### Requirement
Reproduce verbatim the stretch of the entries below from their first line through the line containing "[(791, 41)]", including both ends and nothing past that line.

### Data for processing
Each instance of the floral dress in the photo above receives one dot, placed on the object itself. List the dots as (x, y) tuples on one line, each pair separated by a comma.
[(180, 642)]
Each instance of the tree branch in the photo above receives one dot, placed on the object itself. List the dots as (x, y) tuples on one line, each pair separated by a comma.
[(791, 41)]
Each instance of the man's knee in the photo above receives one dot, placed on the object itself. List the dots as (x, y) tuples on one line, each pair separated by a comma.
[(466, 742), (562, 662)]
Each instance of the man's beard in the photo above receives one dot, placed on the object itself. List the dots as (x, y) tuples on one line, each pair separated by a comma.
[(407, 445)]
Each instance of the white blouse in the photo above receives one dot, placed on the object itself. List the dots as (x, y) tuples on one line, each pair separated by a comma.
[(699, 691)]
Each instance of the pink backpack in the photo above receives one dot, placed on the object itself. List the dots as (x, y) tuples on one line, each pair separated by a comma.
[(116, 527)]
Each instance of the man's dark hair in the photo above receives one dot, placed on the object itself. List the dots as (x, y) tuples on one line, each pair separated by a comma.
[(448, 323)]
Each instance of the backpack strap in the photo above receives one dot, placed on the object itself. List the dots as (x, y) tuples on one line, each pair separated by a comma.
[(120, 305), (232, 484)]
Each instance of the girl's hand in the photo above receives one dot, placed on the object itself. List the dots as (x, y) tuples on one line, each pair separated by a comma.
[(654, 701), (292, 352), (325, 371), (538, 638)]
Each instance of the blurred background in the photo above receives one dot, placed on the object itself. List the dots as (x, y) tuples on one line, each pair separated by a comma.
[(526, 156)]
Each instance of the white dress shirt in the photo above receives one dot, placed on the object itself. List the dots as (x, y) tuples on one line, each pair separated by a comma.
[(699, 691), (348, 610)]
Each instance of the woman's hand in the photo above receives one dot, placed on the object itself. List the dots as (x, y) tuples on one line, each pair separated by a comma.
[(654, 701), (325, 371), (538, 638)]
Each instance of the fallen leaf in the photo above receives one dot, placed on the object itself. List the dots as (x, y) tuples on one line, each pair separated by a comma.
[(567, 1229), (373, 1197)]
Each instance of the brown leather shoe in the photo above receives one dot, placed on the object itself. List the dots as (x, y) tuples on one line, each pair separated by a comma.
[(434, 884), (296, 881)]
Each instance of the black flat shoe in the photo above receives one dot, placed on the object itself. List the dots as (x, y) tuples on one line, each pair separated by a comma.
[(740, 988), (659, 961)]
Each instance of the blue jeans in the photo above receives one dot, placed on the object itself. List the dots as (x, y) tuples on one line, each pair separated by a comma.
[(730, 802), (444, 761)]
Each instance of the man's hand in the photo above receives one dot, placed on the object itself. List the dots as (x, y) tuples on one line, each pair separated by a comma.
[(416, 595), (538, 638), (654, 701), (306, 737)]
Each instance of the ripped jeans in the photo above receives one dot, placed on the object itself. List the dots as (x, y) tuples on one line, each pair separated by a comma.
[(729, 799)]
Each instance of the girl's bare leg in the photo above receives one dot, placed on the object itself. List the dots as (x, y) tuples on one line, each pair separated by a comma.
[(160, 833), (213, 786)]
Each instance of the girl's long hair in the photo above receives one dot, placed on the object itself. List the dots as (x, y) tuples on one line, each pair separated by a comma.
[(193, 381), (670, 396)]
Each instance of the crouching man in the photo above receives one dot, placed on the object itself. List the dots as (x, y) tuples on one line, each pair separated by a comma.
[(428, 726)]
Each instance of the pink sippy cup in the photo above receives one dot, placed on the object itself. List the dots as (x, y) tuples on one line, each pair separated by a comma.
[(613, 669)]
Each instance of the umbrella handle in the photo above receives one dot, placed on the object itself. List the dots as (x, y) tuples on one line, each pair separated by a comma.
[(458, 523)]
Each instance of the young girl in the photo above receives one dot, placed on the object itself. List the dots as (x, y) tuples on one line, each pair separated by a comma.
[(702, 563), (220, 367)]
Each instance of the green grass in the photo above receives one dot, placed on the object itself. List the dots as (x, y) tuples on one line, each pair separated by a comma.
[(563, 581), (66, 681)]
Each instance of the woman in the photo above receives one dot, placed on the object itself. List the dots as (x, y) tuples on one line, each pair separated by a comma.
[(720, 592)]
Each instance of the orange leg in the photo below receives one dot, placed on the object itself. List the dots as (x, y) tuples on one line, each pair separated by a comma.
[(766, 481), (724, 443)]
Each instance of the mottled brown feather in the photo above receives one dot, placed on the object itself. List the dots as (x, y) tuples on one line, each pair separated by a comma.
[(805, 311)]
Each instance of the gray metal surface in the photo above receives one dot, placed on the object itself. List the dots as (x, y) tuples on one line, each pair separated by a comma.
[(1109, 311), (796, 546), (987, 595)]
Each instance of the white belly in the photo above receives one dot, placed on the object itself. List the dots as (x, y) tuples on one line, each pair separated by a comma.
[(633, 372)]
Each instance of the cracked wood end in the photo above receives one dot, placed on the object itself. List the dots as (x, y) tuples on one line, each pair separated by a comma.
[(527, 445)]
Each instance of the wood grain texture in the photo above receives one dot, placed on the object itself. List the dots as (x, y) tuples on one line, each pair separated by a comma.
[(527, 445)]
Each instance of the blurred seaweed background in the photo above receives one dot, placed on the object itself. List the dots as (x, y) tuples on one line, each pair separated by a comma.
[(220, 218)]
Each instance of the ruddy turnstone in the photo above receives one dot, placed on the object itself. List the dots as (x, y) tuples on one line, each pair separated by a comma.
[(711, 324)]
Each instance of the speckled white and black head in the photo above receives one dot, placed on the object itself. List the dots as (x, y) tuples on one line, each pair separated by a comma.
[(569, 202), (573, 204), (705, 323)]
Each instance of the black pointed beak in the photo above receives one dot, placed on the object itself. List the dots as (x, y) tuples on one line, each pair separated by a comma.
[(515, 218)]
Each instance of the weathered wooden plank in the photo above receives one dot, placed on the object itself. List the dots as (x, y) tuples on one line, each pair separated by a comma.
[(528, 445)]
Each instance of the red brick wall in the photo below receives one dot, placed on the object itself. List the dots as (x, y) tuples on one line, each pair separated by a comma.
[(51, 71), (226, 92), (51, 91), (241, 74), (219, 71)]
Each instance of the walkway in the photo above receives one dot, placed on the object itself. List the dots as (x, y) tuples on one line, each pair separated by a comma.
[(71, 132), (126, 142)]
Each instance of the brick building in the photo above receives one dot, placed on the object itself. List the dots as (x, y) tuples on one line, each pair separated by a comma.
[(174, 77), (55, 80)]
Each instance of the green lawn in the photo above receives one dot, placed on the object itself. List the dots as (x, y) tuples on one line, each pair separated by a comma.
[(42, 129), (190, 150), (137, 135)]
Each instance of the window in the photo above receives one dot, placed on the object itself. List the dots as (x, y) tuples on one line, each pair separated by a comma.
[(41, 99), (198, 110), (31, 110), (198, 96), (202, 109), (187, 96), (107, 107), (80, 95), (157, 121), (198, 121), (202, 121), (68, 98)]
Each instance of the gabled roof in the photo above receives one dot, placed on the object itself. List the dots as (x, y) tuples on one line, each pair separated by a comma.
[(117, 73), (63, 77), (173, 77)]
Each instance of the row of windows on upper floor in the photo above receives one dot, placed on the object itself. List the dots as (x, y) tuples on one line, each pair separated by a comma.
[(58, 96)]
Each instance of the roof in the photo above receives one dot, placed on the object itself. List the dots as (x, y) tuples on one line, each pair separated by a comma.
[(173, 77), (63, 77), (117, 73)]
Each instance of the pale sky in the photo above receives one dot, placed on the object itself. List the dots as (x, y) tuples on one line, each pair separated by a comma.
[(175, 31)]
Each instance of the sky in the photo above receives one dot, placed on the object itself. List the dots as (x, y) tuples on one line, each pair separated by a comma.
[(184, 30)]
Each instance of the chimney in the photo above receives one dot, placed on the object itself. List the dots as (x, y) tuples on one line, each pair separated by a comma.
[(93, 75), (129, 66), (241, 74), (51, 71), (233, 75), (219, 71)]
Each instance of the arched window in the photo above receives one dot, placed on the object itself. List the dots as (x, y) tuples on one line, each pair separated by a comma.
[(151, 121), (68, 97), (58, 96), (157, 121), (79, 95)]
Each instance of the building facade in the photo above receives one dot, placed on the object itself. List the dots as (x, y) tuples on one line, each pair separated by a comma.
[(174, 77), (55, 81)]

### Full response
Each instance of the floral dress in the photo above receives one dot, placed on the object itself. List the dots as (x, y) tuples on one line, each pair separated by a comma.
[(180, 642)]
Each instance of the tree branch in the photo above receives one dot, placed on the object itself. List the dots as (x, y) tuples on one line, each pair separated by a comma.
[(791, 41)]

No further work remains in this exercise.